Vorliegender Text:
—————

Konsignationslager erhöhen die Liefersicherheit und leisten so einen wichtigen Beitrag für die Versorgungsqualität.
Weil sie die Ware erst bezahlen müssen, sobald sie diese wirklich einsetzen, reduzieren sich für die Kliniken Kapitalbindung und Investitionsrisiko. Konsignationslager erhöhen die Liefersicherheit und leisten so einen wichtigen Beitrag für die Versorgungsqualität. Kurzfristige Unterbrechungen der Lieferkette werden vermieden. Die Verfügbarkeit verbessert sich, vor allem bei Notfällen. Die Flexibilität steigt, individuelle Anpassungen sind ohne größeren Vorlauf möglich.

Allerdings müssen die Krankenhäuser die Entnahme eines Artikels zunächst melden. Wie gut die Nachschubversorgung funktioniert, hängt also nicht zuletzt auch an der Qualität der krankenhausinternen Prozesse. Personalnot und eine häufige Fluktuation auf beiden Seiten erschweren das reibungslose Schnittstellen-Management mitunter. Dennoch profitiert die Zusammenarbeit von dem mit der Einrichtung von Konsignationslagern verbundenen Erfahrungsaustausch.

—————

Bereitgestellte Daten:
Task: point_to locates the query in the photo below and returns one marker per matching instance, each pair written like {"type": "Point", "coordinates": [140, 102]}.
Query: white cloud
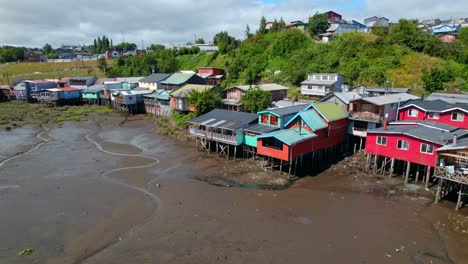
{"type": "Point", "coordinates": [34, 23]}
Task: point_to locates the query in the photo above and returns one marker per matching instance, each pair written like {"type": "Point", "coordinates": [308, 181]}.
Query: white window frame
{"type": "Point", "coordinates": [427, 147]}
{"type": "Point", "coordinates": [458, 115]}
{"type": "Point", "coordinates": [380, 140]}
{"type": "Point", "coordinates": [413, 109]}
{"type": "Point", "coordinates": [434, 115]}
{"type": "Point", "coordinates": [403, 144]}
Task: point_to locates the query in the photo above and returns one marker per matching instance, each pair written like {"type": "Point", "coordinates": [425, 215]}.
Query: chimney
{"type": "Point", "coordinates": [385, 121]}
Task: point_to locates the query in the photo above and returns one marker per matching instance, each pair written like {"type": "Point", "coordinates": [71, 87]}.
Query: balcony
{"type": "Point", "coordinates": [366, 116]}
{"type": "Point", "coordinates": [228, 139]}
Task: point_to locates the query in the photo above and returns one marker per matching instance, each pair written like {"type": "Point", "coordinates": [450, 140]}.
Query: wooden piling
{"type": "Point", "coordinates": [408, 167]}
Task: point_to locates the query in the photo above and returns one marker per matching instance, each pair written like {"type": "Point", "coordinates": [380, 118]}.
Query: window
{"type": "Point", "coordinates": [413, 112]}
{"type": "Point", "coordinates": [458, 117]}
{"type": "Point", "coordinates": [273, 120]}
{"type": "Point", "coordinates": [403, 144]}
{"type": "Point", "coordinates": [233, 95]}
{"type": "Point", "coordinates": [427, 148]}
{"type": "Point", "coordinates": [433, 115]}
{"type": "Point", "coordinates": [381, 140]}
{"type": "Point", "coordinates": [264, 119]}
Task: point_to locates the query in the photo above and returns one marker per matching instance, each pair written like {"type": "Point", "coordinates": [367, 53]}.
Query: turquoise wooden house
{"type": "Point", "coordinates": [91, 95]}
{"type": "Point", "coordinates": [221, 131]}
{"type": "Point", "coordinates": [269, 120]}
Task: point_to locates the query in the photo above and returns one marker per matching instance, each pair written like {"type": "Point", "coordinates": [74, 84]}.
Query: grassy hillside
{"type": "Point", "coordinates": [45, 70]}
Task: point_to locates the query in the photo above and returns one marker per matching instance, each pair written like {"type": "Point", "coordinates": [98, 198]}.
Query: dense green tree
{"type": "Point", "coordinates": [262, 27]}
{"type": "Point", "coordinates": [47, 49]}
{"type": "Point", "coordinates": [435, 79]}
{"type": "Point", "coordinates": [204, 101]}
{"type": "Point", "coordinates": [255, 100]}
{"type": "Point", "coordinates": [225, 42]}
{"type": "Point", "coordinates": [318, 24]}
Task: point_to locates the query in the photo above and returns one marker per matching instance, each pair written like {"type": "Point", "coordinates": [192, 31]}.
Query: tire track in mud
{"type": "Point", "coordinates": [35, 147]}
{"type": "Point", "coordinates": [145, 191]}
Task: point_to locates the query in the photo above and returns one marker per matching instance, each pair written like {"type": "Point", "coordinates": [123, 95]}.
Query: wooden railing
{"type": "Point", "coordinates": [456, 176]}
{"type": "Point", "coordinates": [366, 116]}
{"type": "Point", "coordinates": [231, 139]}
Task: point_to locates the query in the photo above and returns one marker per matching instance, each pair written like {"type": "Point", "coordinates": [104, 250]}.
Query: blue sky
{"type": "Point", "coordinates": [34, 23]}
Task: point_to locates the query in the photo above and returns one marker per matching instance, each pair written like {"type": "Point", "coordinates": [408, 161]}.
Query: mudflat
{"type": "Point", "coordinates": [103, 191]}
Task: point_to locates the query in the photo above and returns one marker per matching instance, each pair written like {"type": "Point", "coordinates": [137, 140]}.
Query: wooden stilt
{"type": "Point", "coordinates": [459, 201]}
{"type": "Point", "coordinates": [408, 167]}
{"type": "Point", "coordinates": [391, 168]}
{"type": "Point", "coordinates": [439, 189]}
{"type": "Point", "coordinates": [428, 175]}
{"type": "Point", "coordinates": [417, 175]}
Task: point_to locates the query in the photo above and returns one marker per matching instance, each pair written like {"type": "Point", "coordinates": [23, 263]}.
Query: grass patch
{"type": "Point", "coordinates": [14, 114]}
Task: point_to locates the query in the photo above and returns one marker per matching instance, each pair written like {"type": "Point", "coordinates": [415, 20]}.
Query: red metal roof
{"type": "Point", "coordinates": [68, 89]}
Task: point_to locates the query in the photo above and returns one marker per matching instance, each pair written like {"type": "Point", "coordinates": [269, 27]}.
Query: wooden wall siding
{"type": "Point", "coordinates": [391, 150]}
{"type": "Point", "coordinates": [444, 118]}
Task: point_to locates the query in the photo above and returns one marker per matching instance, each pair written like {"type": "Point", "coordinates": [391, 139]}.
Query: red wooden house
{"type": "Point", "coordinates": [320, 126]}
{"type": "Point", "coordinates": [436, 111]}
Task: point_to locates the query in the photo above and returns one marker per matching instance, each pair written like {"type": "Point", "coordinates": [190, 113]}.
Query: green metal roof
{"type": "Point", "coordinates": [265, 87]}
{"type": "Point", "coordinates": [311, 118]}
{"type": "Point", "coordinates": [290, 136]}
{"type": "Point", "coordinates": [178, 78]}
{"type": "Point", "coordinates": [330, 111]}
{"type": "Point", "coordinates": [186, 89]}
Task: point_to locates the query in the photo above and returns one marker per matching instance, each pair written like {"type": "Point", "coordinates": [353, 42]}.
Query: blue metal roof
{"type": "Point", "coordinates": [290, 136]}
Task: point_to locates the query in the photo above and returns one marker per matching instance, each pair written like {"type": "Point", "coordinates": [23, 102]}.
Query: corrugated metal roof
{"type": "Point", "coordinates": [265, 87]}
{"type": "Point", "coordinates": [330, 111]}
{"type": "Point", "coordinates": [311, 118]}
{"type": "Point", "coordinates": [436, 105]}
{"type": "Point", "coordinates": [390, 98]}
{"type": "Point", "coordinates": [290, 136]}
{"type": "Point", "coordinates": [188, 88]}
{"type": "Point", "coordinates": [426, 124]}
{"type": "Point", "coordinates": [234, 120]}
{"type": "Point", "coordinates": [178, 78]}
{"type": "Point", "coordinates": [284, 111]}
{"type": "Point", "coordinates": [155, 78]}
{"type": "Point", "coordinates": [449, 98]}
{"type": "Point", "coordinates": [261, 129]}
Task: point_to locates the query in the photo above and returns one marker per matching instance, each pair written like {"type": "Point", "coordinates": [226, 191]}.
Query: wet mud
{"type": "Point", "coordinates": [107, 191]}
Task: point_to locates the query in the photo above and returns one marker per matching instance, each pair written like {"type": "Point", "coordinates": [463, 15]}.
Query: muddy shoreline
{"type": "Point", "coordinates": [75, 201]}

—————

Ihre Aufgaben:
A. Geben Sie aus dem Text über Konsignationslager den Abschnitt wörtlich wieder, beginnend bei „Allerdings müssen die“ und endend bei „Konsignationslagern verbundenen Erfahrungsaustausch.“.
B. Beantworten Sie anhand des Textes über Konsignationslager die folgenden Fragen.
(i) Ab wann müssen die Kliniken die Ware bezahlen?
(ii) Was müssen die Krankenhäuser zunächst melden?
(iii) Was erschwert mitunter das reibungslose Schnittstellen-Management?

Nummerierte Antworten:
A.
Allerdings müssen die Krankenhäuser die Entnahme eines Artikels zunächst melden. Wie gut die Nachschubversorgung funktioniert, hängt also nicht zuletzt auch an der Qualität der krankenhausinternen Prozesse. Personalnot und eine häufige Fluktuation auf beiden Seiten erschweren das reibungslose Schnittstellen-Management mitunter. Dennoch profitiert die Zusammenarbeit von dem mit der Einrichtung von Konsignationslagern verbundenen Erfahrungsaustausch.

B.
(i) Sobald sie die Ware wirklich einsetzen.
(ii) Die Entnahme eines Artikels.
(iii) Personalnot und eine häufige Fluktuation auf beiden Seiten.